■ **Required tasks**
- a) In the passage on disabled parents' rights, why did Carrie found Disabled Parents Rights?
- b) Rewrite the paragraph of the passage on disabled parents' rights that begins "In pursuing the desire to be parents" in fewer words, keeping its main facts.
- c) Write the next part of the passage on disabled parents' rights, picking up after its final sentence.

■ **Selected passage**
^^^^^^^^
In pursuing the desire to be parents, her clients were attacked by abusive systems, ableist policies, and structures grounded in the notion that there is a clear definition of what a family looks like and it doesn’t include Braille, ASL, wheelchair ramps, or text to speech. Carrie founded Disabled Parents Rights as a result of there being no qualified legal representation to support the rights of parents that the justice system often perceived as incapable. Why, do you ask that such a thing is necessary? Aren’t lawyers, especially those trained in family law, prepared to support and defend all types of clients? No, no they’re not. The proof of this is the over 20 states that still have laws on the books that allow removal of child custody solely on the basis of a parents disability.
It is this miscarriage of justice which is what brought Carrie Ann and I together. First in my work at the White House when I became pregnant with my oldest child and had to fight an overzealous geneticist in the NICU who treated my son like a freakshow that she could gain notoriety from in medical journals.
^^^^^^^^
■ **Stored data**
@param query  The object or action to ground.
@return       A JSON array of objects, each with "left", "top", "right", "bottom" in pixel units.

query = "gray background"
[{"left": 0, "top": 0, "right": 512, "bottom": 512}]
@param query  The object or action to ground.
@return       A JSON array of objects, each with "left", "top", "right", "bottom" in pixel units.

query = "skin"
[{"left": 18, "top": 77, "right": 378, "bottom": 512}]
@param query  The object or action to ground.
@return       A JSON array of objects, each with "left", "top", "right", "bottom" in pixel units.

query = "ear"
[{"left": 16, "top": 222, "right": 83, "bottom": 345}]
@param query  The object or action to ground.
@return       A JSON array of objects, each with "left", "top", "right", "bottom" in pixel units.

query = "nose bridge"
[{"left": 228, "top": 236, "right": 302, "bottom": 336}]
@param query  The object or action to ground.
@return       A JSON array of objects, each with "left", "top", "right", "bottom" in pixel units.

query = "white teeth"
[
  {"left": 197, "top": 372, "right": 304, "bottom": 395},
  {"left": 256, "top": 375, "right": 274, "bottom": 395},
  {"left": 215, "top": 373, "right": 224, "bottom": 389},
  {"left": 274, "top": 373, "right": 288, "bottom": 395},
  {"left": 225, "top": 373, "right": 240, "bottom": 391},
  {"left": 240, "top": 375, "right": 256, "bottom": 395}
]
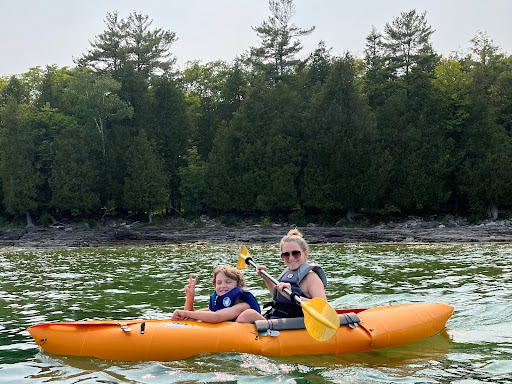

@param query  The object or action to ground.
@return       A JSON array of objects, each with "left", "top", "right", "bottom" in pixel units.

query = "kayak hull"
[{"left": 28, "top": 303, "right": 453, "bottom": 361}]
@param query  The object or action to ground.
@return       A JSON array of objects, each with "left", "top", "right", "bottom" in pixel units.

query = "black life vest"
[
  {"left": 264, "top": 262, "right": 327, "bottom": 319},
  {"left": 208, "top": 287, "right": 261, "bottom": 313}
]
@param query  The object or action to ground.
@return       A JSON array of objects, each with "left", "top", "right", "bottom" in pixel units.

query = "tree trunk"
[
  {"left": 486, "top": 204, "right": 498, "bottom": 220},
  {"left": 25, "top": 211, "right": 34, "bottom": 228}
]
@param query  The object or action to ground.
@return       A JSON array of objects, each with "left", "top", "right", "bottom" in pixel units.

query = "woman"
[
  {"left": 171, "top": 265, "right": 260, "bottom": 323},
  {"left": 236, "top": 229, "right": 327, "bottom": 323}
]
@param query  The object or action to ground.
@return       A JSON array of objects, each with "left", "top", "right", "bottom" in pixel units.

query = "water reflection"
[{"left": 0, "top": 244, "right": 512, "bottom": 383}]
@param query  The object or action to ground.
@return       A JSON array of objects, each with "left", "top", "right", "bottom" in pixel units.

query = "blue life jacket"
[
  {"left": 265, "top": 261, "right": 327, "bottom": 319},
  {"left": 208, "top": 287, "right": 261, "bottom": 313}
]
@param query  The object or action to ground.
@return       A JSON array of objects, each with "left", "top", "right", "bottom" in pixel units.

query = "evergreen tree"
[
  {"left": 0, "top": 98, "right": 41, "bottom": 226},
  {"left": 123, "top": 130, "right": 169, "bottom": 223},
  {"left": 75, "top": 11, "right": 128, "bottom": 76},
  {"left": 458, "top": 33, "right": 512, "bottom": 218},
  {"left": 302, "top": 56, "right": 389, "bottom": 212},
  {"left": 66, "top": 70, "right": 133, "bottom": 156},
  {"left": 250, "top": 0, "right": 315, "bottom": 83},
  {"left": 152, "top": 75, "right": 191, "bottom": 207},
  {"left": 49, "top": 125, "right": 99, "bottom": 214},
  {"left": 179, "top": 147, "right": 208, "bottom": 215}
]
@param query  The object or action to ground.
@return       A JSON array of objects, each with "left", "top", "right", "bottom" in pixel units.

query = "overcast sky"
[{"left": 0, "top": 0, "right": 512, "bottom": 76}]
^^^^^^^^
■ **Written answers**
- a) She founded it because there was no qualified legal representation to support the rights of parents whom the justice system often perceived as incapable.

- b) Carrie's clients, in seeking to become parents, faced abusive systems, ableist policies, and narrow ideas of family that leave out Braille, ASL, wheelchair ramps, and text to speech. She founded Disabled Parents Rights because no qualified legal representation existed for parents whom the justice system often saw as incapable. Lawyers, even those trained in family law, are not prepared to defend such clients. More than 20 states still have laws allowing removal of child custody based solely on a parent's disability.

- c)
In the disability community we talk about the importance for young people to have connections to disabled adults so they can have real life examples of people like them who have navigated things like college, the workplace, relationships, family life. Because if you can see it, the thinking is, you can do it. For me, I was an anomaly. I grew up in a family with the same diagnosis I had, Achondroplastic dwarfism. But losing my father at 10, and my mother at 25, meant by the time I was ready to have kids, my parents were long gone.
I remember calling Carrie Ann as a lawyer and a mom, in tears to ask her what I needed to do to get my son home and she listened, comforted, and then gave me tools, resources, and language to get back in the right. Our friendship continued as I went to run the National Council on Disability which had recently published a groundbreaking 2012 report, “Rocking The Cradle: Ensuring the Rights of Parents with Disabilities and Their Children,” that Carrie Ann had been an advisor on.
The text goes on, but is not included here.